Work required:
Pull out every line of the material below that contains the word "window", copying each line in full.

Raw data:
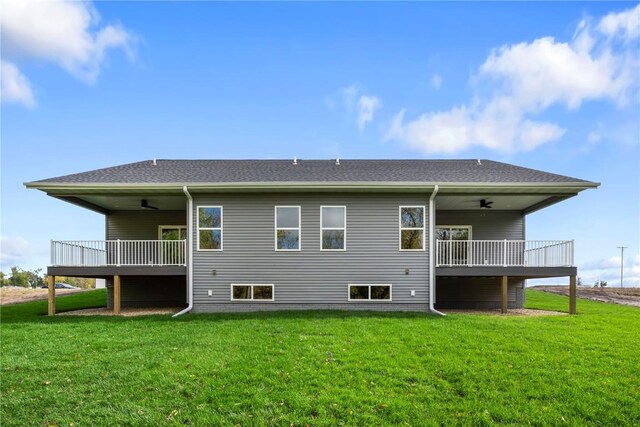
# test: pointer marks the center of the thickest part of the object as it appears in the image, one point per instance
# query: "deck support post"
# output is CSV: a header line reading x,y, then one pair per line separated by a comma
x,y
116,295
572,294
51,282
505,301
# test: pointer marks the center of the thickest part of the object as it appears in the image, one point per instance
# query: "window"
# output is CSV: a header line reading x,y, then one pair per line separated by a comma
x,y
412,228
333,228
287,228
369,292
456,251
252,292
209,228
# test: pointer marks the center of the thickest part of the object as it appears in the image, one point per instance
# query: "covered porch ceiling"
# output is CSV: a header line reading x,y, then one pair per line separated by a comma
x,y
526,203
524,198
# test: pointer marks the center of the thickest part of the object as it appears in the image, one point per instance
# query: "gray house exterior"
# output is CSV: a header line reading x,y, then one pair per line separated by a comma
x,y
247,235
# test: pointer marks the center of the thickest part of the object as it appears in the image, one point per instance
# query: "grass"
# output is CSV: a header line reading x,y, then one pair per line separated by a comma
x,y
321,368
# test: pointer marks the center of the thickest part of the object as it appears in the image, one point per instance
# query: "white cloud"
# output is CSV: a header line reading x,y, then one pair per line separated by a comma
x,y
350,96
355,102
367,106
14,86
14,250
63,32
436,81
518,82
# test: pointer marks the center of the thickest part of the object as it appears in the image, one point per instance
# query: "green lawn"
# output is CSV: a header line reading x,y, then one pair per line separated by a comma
x,y
321,368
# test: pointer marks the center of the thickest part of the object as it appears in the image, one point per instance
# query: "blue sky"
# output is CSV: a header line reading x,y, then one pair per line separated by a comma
x,y
553,86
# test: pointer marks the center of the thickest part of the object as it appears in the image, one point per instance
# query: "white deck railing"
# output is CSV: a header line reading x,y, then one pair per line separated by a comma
x,y
504,253
91,253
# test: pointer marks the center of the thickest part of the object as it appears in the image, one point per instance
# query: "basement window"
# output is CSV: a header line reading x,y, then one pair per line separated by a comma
x,y
209,228
369,292
412,228
251,292
287,236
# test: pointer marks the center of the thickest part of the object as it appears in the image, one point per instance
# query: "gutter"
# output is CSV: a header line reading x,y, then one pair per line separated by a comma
x,y
432,255
305,185
189,254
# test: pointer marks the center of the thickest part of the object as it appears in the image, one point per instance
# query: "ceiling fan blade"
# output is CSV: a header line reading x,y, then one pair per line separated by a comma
x,y
484,204
144,204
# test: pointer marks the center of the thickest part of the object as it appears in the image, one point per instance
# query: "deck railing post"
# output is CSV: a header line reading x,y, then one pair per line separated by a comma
x,y
504,253
571,259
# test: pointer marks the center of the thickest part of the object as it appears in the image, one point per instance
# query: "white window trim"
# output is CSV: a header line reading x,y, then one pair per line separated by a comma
x,y
276,228
423,228
369,299
198,228
169,227
468,227
273,292
334,228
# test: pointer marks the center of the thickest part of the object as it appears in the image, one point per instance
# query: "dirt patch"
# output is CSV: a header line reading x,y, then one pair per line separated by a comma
x,y
17,295
510,312
125,312
623,296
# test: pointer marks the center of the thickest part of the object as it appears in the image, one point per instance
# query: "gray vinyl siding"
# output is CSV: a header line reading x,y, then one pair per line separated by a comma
x,y
309,276
141,224
486,224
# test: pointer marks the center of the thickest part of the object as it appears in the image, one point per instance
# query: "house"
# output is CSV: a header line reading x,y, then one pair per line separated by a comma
x,y
244,235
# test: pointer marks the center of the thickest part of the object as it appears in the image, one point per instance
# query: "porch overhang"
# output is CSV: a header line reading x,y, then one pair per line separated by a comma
x,y
510,271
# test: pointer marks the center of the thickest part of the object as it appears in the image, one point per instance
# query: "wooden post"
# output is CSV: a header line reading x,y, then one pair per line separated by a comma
x,y
572,294
116,295
52,295
505,294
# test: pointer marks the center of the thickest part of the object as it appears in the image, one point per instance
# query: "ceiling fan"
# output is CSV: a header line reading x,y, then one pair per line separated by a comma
x,y
485,204
144,204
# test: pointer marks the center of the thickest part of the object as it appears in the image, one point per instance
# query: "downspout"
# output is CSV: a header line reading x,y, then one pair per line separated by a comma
x,y
432,254
189,253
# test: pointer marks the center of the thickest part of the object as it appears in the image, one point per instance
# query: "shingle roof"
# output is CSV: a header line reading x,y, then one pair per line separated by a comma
x,y
244,171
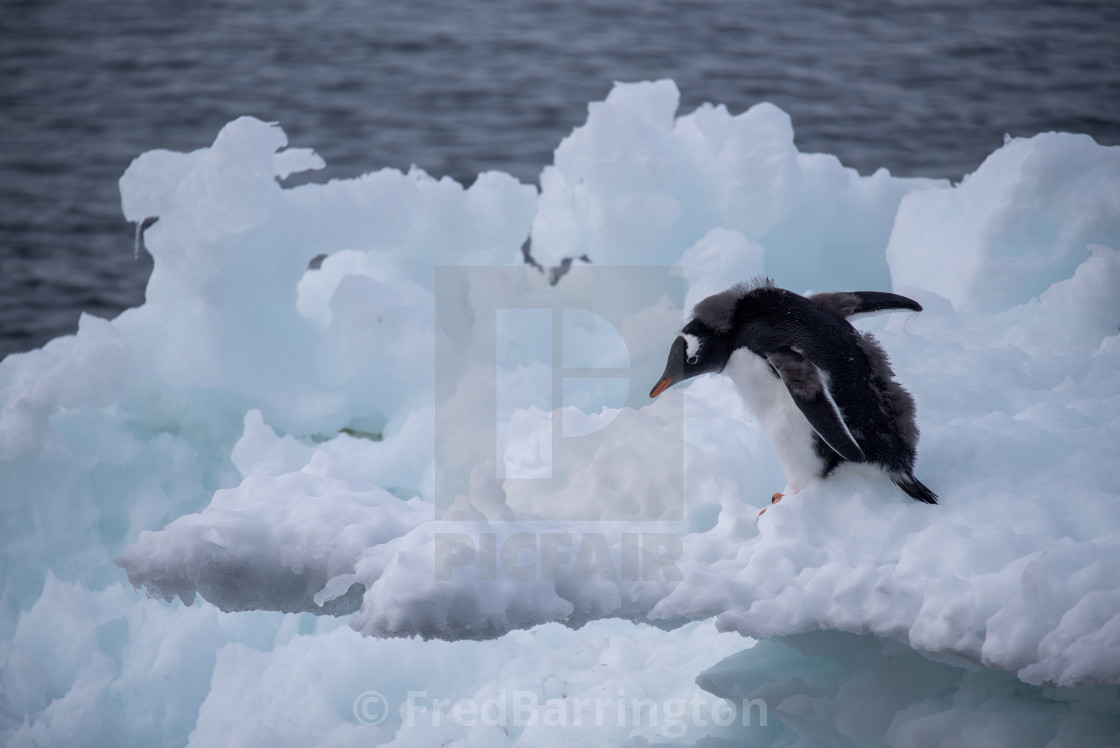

Answer below:
# query: "window"
# query: "basement window"
# query: "white window trim"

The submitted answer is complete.